WHAT TO WORK ON >>
Scan the records for "negative". Show the matching lines.

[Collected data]
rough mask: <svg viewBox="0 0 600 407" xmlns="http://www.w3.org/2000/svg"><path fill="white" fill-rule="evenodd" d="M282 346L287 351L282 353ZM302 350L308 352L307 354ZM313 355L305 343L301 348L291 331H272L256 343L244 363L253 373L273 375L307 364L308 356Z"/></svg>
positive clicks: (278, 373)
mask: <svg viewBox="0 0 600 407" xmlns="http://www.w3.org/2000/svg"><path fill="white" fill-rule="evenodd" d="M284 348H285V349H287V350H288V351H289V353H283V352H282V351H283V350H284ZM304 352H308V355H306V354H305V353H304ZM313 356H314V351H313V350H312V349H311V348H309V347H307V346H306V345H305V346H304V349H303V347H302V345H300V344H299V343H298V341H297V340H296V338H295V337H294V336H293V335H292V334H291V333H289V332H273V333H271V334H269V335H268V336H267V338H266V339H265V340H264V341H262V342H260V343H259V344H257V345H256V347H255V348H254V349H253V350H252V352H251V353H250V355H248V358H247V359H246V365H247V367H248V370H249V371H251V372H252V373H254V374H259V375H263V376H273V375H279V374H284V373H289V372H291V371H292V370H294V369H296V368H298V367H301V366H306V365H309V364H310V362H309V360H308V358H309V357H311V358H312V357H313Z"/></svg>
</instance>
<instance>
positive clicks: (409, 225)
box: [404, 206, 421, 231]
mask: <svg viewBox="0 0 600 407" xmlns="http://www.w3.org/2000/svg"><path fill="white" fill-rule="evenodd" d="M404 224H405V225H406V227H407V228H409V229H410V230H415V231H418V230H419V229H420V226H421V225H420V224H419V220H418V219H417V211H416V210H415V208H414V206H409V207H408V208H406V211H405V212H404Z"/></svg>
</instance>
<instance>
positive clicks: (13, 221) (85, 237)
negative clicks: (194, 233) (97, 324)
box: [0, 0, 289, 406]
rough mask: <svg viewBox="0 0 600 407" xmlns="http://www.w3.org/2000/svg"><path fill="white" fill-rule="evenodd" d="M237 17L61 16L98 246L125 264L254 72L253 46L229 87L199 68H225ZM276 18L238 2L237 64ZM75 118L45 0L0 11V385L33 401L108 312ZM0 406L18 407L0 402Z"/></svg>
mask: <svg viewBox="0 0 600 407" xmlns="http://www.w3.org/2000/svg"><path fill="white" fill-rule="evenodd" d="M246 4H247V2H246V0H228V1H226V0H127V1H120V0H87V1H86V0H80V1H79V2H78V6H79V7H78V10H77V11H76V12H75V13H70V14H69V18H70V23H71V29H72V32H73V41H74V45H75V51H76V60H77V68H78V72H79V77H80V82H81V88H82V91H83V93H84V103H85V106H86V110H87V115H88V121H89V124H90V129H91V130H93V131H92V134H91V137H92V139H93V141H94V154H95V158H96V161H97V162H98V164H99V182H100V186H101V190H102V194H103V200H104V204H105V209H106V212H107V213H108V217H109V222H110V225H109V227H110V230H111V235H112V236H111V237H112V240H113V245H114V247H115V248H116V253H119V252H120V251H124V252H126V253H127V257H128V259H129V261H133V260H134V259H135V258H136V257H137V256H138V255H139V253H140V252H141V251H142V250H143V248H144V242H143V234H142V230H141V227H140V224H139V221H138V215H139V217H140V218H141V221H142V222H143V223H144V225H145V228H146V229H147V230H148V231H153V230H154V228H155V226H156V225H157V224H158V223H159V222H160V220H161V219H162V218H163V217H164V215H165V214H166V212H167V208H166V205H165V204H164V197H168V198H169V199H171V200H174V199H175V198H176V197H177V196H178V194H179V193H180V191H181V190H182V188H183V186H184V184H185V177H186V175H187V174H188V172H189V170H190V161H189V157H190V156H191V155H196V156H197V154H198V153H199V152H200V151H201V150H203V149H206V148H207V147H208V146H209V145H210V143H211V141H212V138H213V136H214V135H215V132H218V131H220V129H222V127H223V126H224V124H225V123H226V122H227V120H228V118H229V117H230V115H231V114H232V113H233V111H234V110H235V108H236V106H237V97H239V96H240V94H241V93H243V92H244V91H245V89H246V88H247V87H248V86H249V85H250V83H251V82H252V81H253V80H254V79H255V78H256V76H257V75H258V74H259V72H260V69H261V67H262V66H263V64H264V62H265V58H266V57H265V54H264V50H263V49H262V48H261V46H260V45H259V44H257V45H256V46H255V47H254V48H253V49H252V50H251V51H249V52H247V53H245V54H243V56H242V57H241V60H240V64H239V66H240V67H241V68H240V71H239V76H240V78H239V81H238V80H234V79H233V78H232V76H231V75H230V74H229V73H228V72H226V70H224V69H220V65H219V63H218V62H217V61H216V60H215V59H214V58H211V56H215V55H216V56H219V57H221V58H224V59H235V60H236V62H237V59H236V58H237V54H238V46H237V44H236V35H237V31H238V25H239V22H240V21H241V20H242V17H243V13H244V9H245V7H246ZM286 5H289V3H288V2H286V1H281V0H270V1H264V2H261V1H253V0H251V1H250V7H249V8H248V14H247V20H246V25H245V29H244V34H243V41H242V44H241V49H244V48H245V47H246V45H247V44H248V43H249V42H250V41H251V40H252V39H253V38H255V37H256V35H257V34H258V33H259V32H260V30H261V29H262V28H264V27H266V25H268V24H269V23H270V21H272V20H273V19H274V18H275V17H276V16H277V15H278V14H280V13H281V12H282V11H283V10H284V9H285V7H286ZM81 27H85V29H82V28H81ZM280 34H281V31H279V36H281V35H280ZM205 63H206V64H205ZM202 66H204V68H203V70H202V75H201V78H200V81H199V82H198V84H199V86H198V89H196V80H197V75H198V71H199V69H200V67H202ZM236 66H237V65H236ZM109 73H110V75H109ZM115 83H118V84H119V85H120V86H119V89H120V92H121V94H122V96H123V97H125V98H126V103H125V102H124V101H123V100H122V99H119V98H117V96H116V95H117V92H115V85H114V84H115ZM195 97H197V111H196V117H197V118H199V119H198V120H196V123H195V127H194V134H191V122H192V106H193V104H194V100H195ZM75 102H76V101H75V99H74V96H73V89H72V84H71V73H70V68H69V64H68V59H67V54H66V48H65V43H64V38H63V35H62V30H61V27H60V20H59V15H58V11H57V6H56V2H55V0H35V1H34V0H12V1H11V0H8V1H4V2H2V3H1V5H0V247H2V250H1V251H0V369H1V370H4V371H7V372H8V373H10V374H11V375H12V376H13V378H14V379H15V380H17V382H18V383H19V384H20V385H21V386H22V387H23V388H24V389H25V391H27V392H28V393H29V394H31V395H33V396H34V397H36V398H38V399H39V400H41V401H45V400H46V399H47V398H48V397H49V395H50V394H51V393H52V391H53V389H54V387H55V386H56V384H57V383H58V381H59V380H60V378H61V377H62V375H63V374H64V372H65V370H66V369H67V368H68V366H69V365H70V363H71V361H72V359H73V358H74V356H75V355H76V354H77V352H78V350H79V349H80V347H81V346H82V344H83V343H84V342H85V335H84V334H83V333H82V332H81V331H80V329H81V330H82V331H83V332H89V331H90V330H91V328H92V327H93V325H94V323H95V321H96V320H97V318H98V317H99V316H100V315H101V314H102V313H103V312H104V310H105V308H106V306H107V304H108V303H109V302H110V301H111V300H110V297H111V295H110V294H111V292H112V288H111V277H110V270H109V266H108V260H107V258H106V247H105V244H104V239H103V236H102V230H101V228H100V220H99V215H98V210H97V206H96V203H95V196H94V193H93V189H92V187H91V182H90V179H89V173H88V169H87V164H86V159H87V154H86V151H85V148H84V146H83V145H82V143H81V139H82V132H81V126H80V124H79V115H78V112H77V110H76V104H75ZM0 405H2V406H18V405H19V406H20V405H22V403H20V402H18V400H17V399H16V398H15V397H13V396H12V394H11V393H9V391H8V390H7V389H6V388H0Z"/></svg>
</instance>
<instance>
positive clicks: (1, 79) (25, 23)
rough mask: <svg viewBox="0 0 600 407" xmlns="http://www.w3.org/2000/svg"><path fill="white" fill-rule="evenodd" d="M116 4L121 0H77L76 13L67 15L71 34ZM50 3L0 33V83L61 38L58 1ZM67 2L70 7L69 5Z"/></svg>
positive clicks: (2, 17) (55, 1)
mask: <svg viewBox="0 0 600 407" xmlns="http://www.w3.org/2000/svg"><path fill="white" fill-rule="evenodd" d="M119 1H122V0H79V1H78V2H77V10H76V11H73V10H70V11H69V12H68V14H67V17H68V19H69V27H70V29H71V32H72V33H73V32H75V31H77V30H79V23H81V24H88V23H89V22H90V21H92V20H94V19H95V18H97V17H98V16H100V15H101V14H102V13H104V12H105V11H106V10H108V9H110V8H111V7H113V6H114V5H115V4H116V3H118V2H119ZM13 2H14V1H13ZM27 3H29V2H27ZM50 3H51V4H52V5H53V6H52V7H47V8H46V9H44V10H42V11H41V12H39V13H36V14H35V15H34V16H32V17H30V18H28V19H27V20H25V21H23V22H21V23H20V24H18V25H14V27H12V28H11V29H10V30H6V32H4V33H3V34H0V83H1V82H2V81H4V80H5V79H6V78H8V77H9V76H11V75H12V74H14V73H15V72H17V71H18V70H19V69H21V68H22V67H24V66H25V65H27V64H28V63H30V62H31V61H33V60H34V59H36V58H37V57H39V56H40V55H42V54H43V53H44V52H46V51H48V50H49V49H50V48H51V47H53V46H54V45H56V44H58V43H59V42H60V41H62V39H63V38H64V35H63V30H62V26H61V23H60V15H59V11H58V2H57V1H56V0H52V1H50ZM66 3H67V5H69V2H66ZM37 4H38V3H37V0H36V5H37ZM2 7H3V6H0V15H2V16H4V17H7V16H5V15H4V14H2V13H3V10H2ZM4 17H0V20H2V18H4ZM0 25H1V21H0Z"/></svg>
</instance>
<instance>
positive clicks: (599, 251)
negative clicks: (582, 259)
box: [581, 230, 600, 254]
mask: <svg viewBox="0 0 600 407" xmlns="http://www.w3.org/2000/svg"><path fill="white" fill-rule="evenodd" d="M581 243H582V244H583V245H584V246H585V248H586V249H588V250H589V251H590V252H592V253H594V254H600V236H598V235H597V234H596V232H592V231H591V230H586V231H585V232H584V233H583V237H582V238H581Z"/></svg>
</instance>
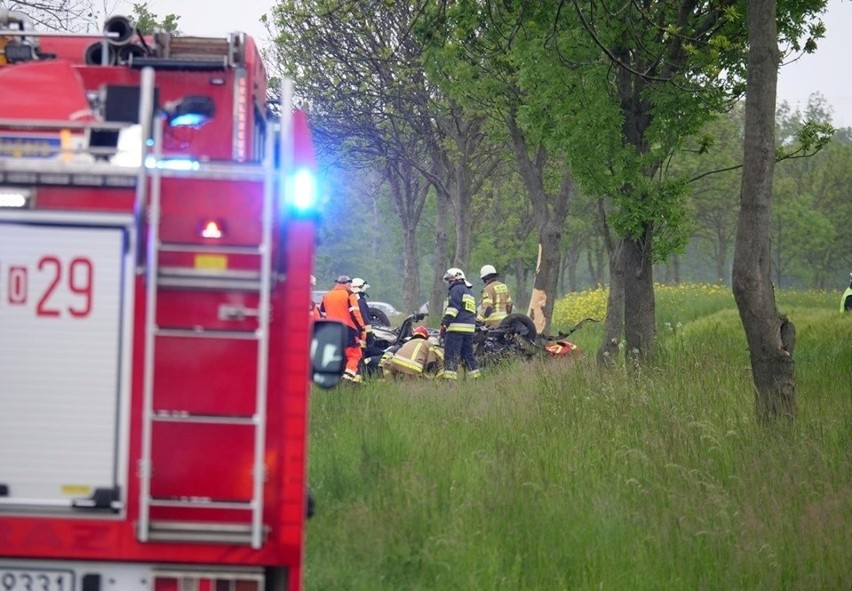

PROBLEM SOLUTION >>
negative clicks: (194, 233) (97, 324)
negative clicks: (582, 259)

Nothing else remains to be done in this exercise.